-- START OF SUPPLIED RECORDS --
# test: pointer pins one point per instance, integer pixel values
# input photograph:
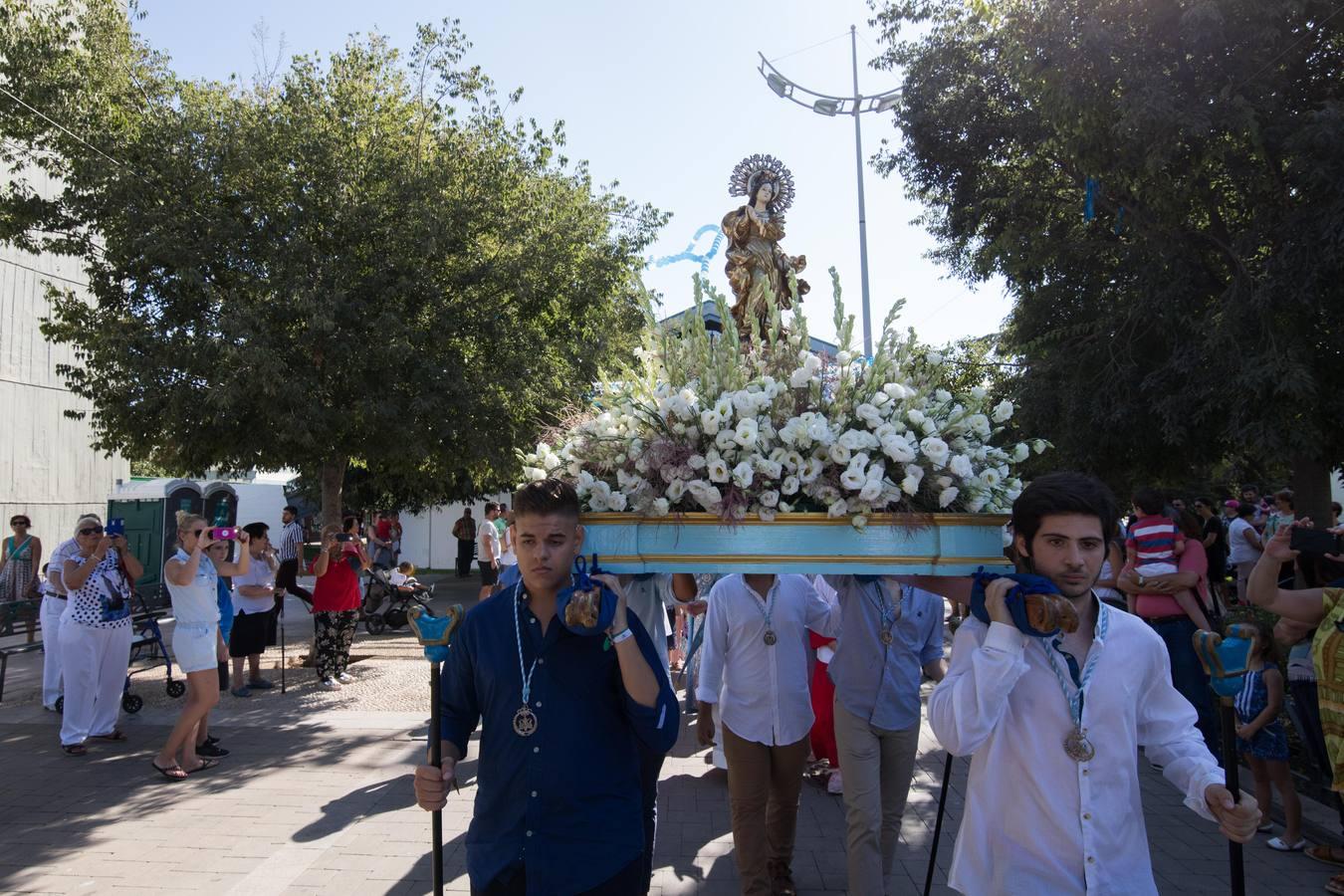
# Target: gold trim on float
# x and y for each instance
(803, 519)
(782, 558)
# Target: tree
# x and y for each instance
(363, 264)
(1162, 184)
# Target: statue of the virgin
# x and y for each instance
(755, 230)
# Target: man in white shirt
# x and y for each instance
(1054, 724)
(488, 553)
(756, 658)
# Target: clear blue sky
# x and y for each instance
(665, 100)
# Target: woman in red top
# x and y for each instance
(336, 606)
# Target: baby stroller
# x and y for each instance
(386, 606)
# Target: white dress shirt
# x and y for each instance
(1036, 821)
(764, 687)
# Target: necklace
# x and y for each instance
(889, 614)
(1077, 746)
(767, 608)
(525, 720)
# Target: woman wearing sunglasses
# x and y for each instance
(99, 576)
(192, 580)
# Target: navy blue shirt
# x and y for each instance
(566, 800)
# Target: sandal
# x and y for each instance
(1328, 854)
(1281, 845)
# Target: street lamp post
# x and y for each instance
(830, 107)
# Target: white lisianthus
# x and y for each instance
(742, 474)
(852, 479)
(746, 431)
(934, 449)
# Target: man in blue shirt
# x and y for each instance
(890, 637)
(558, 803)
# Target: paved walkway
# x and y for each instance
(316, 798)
-- END OF SUPPLIED RECORDS --
Please copy the rows from the line containing "# Target: woman wearing sunglasses" through the end of the rows, substituting "lamppost" for "street lamp post" and leaving everything else unchanged.

» EXPECTED OUTPUT
# Target: woman wearing sunglasses
# x and y for each instance
(99, 576)
(192, 580)
# Target: navy blue shirt
# x and y for each instance
(566, 800)
# Target: sandal
# x and y for each instance
(1328, 854)
(1281, 845)
# Target: lamppost
# x and y for each instance
(830, 107)
# Target: white lisianthus
# x and y for each instance
(742, 474)
(852, 479)
(746, 431)
(934, 449)
# Target: man in blue shirt
# x and y for each instance
(890, 637)
(558, 803)
# Target: paved walkway
# x and y for each instance
(316, 798)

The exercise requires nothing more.